■ Instructions to follow:
Print every line of the records below, copying each one character for character.

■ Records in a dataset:

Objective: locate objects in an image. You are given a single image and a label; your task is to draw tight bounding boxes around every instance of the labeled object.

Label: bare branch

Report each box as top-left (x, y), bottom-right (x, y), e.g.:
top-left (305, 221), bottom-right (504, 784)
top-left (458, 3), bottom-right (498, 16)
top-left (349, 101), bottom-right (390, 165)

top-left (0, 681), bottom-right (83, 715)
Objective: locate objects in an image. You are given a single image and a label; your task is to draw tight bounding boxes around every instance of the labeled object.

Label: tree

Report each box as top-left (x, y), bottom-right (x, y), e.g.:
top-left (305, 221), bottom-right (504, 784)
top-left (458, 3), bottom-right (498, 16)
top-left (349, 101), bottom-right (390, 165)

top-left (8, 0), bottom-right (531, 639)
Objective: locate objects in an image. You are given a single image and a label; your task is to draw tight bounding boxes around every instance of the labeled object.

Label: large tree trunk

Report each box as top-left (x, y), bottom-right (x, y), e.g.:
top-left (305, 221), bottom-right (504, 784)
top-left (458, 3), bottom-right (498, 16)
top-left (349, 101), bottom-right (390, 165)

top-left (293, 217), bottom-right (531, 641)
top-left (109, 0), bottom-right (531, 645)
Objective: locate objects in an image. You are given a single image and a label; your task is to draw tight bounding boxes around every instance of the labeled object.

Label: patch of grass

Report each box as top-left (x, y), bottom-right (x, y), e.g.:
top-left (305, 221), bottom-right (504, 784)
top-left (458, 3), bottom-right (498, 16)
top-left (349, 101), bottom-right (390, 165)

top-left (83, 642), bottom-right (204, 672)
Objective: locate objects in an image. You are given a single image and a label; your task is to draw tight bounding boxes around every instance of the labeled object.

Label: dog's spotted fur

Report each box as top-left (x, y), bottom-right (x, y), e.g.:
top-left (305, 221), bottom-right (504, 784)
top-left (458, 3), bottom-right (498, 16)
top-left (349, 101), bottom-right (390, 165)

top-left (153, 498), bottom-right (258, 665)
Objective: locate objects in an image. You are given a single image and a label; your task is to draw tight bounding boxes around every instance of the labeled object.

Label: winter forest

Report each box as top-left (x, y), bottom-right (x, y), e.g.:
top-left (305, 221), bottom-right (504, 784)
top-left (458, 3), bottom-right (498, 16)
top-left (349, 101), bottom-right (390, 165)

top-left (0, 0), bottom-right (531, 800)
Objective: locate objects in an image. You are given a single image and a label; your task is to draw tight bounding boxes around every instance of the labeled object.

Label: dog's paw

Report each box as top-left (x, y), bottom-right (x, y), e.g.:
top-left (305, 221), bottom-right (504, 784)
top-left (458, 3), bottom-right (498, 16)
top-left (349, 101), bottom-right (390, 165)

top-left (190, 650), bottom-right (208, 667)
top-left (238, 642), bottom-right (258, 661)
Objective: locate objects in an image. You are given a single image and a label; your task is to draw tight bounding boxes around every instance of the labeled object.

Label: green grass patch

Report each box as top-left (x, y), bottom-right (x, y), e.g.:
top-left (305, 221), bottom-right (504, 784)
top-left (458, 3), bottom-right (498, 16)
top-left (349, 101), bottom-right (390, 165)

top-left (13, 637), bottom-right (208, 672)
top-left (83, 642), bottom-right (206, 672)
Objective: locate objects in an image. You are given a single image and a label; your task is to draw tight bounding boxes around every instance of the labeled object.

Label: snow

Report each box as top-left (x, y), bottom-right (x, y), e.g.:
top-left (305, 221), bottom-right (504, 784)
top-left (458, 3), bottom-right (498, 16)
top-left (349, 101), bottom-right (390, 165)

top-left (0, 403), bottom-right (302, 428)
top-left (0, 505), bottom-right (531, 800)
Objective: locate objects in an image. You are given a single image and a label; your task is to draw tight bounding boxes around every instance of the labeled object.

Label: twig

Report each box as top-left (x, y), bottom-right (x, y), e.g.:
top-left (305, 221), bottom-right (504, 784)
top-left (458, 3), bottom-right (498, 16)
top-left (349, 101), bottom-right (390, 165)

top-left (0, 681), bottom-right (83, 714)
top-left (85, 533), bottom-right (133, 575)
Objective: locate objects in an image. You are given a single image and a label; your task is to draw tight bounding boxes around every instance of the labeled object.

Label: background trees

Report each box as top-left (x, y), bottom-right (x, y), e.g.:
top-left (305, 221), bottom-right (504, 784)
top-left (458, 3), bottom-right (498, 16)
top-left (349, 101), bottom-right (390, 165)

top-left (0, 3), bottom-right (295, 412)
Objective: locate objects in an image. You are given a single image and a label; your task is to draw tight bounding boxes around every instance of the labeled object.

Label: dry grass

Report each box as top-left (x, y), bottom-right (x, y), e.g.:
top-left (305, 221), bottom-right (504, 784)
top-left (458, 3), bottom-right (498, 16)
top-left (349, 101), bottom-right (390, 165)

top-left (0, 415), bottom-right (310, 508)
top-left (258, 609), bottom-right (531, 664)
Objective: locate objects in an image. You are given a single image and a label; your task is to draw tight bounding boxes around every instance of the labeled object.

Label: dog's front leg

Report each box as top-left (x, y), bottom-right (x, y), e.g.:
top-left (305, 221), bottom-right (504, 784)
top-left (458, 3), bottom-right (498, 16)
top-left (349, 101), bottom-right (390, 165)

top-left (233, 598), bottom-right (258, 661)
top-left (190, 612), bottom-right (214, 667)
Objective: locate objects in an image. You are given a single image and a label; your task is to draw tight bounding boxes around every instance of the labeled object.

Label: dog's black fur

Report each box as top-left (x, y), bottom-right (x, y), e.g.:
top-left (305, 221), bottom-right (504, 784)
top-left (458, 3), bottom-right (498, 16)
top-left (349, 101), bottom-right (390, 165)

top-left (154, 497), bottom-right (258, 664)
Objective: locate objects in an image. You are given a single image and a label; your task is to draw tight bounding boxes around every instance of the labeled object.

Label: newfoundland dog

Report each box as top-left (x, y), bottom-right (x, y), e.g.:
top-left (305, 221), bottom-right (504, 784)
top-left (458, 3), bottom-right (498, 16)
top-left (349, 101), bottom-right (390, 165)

■ Final result:
Objective: locate objects in an image. You are given a single image and a label; your task is to draw tight bounding boxes around every instance of the labeled object.

Label: bare branch

Report each box as top-left (x, y), bottom-right (x, y), e.g.:
top-left (305, 221), bottom-right (504, 784)
top-left (458, 3), bottom-right (498, 16)
top-left (349, 101), bottom-right (390, 165)

top-left (0, 681), bottom-right (83, 715)
Objective: locate objects in an image. You are given a single image and a label; your task is to draw tight bounding boxes around every instance of the labeled object.

Label: tree

Report each box as top-left (x, y), bottom-right (x, y), e.g.:
top-left (305, 221), bottom-right (504, 784)
top-left (458, 3), bottom-right (498, 16)
top-left (349, 101), bottom-right (390, 165)

top-left (8, 0), bottom-right (531, 639)
Objective: locate objects in an image. You are given a single image and a label; your task is to draw tight bounding boxes around every instance of the labeled object.

Label: large tree trunk

Report each box as top-left (x, y), bottom-right (x, y), e.g.:
top-left (305, 221), bottom-right (504, 784)
top-left (458, 3), bottom-right (498, 16)
top-left (349, 101), bottom-right (390, 165)

top-left (293, 217), bottom-right (531, 641)
top-left (109, 0), bottom-right (531, 645)
Objective: locate objects in an image. You are given a single image and a label; your task is to draw tight bounding boxes around every instance of the labeled object.

Label: patch of grass

Report each box as top-left (x, y), bottom-right (x, y), e.g.:
top-left (305, 221), bottom-right (504, 784)
top-left (458, 3), bottom-right (498, 16)
top-left (349, 101), bottom-right (390, 165)

top-left (83, 642), bottom-right (204, 672)
Objective: locate objects in an image. You are given a single image and a label; your task is to draw tight bounding boxes around every instance of the labeled object.

Label: dog's spotted fur

Report each box as top-left (x, y), bottom-right (x, y), e.g.:
top-left (305, 221), bottom-right (504, 784)
top-left (458, 3), bottom-right (498, 16)
top-left (349, 101), bottom-right (390, 165)

top-left (153, 498), bottom-right (258, 665)
Objective: locate objects in an image. You are given a single image and a label; your task is to draw tight bounding boxes around every instance of the labeled object.

Label: winter forest

Report each box as top-left (x, y), bottom-right (x, y), e.g.:
top-left (305, 221), bottom-right (504, 784)
top-left (458, 3), bottom-right (498, 16)
top-left (349, 101), bottom-right (390, 165)

top-left (0, 0), bottom-right (531, 800)
Objective: locate objects in an image. You are given a single image and a label; your task is to draw tight bounding boxes around every instance of the labeled object.

Label: dog's paw

Report each box as top-left (x, y), bottom-right (x, y), e.g.:
top-left (305, 221), bottom-right (504, 784)
top-left (458, 3), bottom-right (498, 16)
top-left (349, 101), bottom-right (390, 165)

top-left (190, 650), bottom-right (208, 667)
top-left (238, 642), bottom-right (258, 661)
Objective: locate objects in an image. You are given a single image and a label; your task is to draw tight bounding boxes around every instance of the labeled object.

Label: green grass patch

Report each box as top-left (x, y), bottom-right (x, y), e.g.:
top-left (305, 221), bottom-right (504, 784)
top-left (458, 3), bottom-right (498, 16)
top-left (349, 101), bottom-right (390, 165)

top-left (13, 637), bottom-right (208, 672)
top-left (83, 642), bottom-right (206, 672)
Objective: locate objects in an image. You are given a single image and a label; your task is to draw tight bounding boxes around every instance of the labeled object.

Label: snow

Report each box as top-left (x, y), bottom-right (x, y), e.g.:
top-left (305, 221), bottom-right (504, 784)
top-left (458, 3), bottom-right (498, 16)
top-left (349, 101), bottom-right (390, 165)

top-left (0, 403), bottom-right (302, 428)
top-left (0, 505), bottom-right (531, 800)
Objective: locate objects in an image. You are given a single image and a label; your task is to draw tight bounding boxes around every instance of the labeled object.

Label: twig

Report each box as top-left (x, y), bottom-right (x, y), e.g.:
top-left (305, 221), bottom-right (504, 784)
top-left (458, 3), bottom-right (498, 16)
top-left (349, 101), bottom-right (390, 165)

top-left (0, 681), bottom-right (83, 714)
top-left (85, 533), bottom-right (133, 575)
Objective: locate objects in an image. You are given a single image and a label; your task is to draw tight bounding boxes around every instance of the labeled object.

Label: background trees

Report each box as top-left (x, y), bottom-right (x, y), e.g.:
top-left (305, 221), bottom-right (504, 784)
top-left (458, 3), bottom-right (498, 16)
top-left (349, 101), bottom-right (390, 165)

top-left (0, 3), bottom-right (295, 412)
Objective: locate objects in an image. You are given a single image and a label; your task is to draw tight bounding boxes around every instance of the labeled object.

Label: dry grass

Report each box as top-left (x, y), bottom-right (x, y), e.g.:
top-left (305, 221), bottom-right (504, 784)
top-left (458, 3), bottom-right (498, 16)
top-left (349, 101), bottom-right (390, 165)

top-left (0, 415), bottom-right (310, 508)
top-left (258, 609), bottom-right (531, 664)
Objective: locate objects in an image. You are given a single image and a label; your task is to draw tight bounding boxes around every instance of the labeled object.

Label: dog's front leg

Report each box as top-left (x, y), bottom-right (x, y), e.g.:
top-left (305, 221), bottom-right (504, 784)
top-left (458, 3), bottom-right (498, 16)
top-left (349, 101), bottom-right (390, 165)

top-left (233, 598), bottom-right (258, 661)
top-left (190, 612), bottom-right (214, 667)
Objective: locate objects in an image. You are given a single image and a label; your task is to draw tight bounding boxes around every instance of the labeled object.

Label: dog's black fur

Report each box as top-left (x, y), bottom-right (x, y), e.g.:
top-left (305, 221), bottom-right (504, 784)
top-left (458, 3), bottom-right (498, 16)
top-left (349, 101), bottom-right (390, 165)

top-left (154, 497), bottom-right (258, 664)
Objective: locate objects in an image. You are given a single image and a label; your task is to draw tight bounding boxes around every instance of the labeled object.

Label: newfoundland dog

Report each box as top-left (x, y), bottom-right (x, y), e.g.:
top-left (305, 221), bottom-right (504, 784)
top-left (458, 3), bottom-right (498, 16)
top-left (349, 101), bottom-right (390, 165)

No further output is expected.